**AIM OF THE TASK**
Copy everything from the line containing "Would you kindly mark the black" down to the line containing "(1079, 442)", putting "dark trousers" wherever "black pants" appears and leaving the rest unchanged.

**RECORDS PROVIDED**
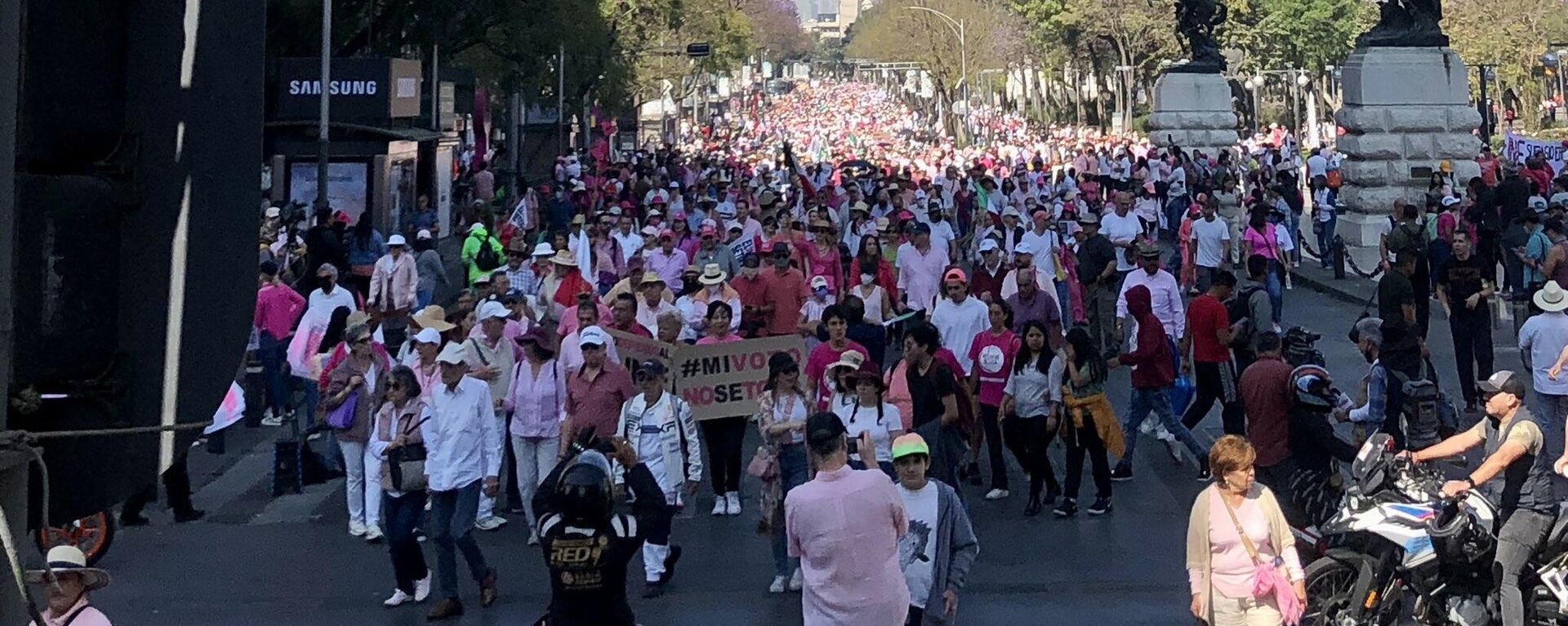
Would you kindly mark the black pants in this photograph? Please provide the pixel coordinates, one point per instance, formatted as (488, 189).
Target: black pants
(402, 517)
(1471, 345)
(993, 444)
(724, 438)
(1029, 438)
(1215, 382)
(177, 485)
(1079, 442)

---

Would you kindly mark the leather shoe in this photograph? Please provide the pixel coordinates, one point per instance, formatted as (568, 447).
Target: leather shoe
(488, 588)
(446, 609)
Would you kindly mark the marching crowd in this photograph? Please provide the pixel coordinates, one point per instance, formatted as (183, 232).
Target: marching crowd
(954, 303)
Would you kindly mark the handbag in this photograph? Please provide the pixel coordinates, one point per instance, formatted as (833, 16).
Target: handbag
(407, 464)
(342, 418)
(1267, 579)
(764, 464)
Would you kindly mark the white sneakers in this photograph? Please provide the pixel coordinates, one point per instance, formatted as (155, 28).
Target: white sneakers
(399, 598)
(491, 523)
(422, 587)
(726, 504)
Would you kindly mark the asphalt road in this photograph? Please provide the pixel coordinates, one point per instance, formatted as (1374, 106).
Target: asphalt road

...

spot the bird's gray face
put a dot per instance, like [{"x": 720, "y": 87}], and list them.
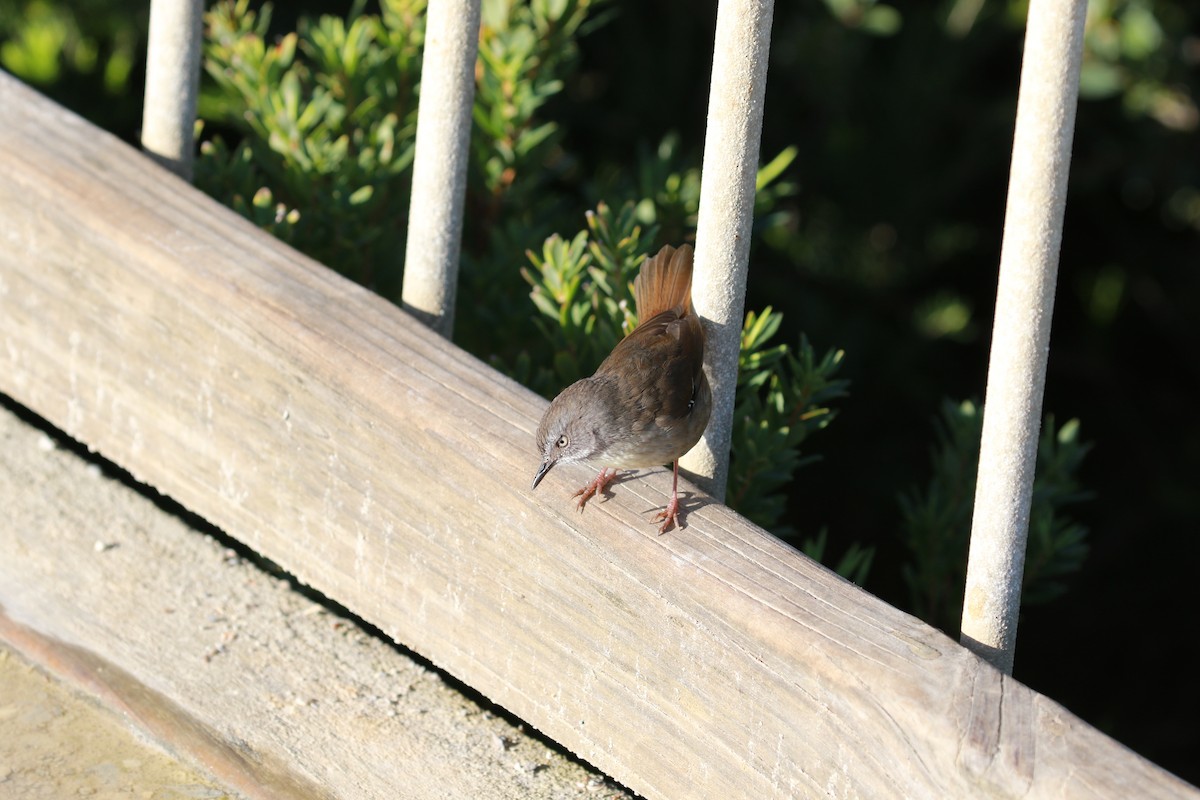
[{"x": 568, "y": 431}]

**RESPONSE TO THIS EXERCISE**
Would you kindly mark the dark trousers in this photograph? Please provide the pixel coordinates, one point per instance, formatted as (488, 189).
Target: dark trousers
(402, 517)
(1471, 345)
(993, 444)
(724, 438)
(1029, 438)
(1215, 382)
(177, 485)
(1079, 442)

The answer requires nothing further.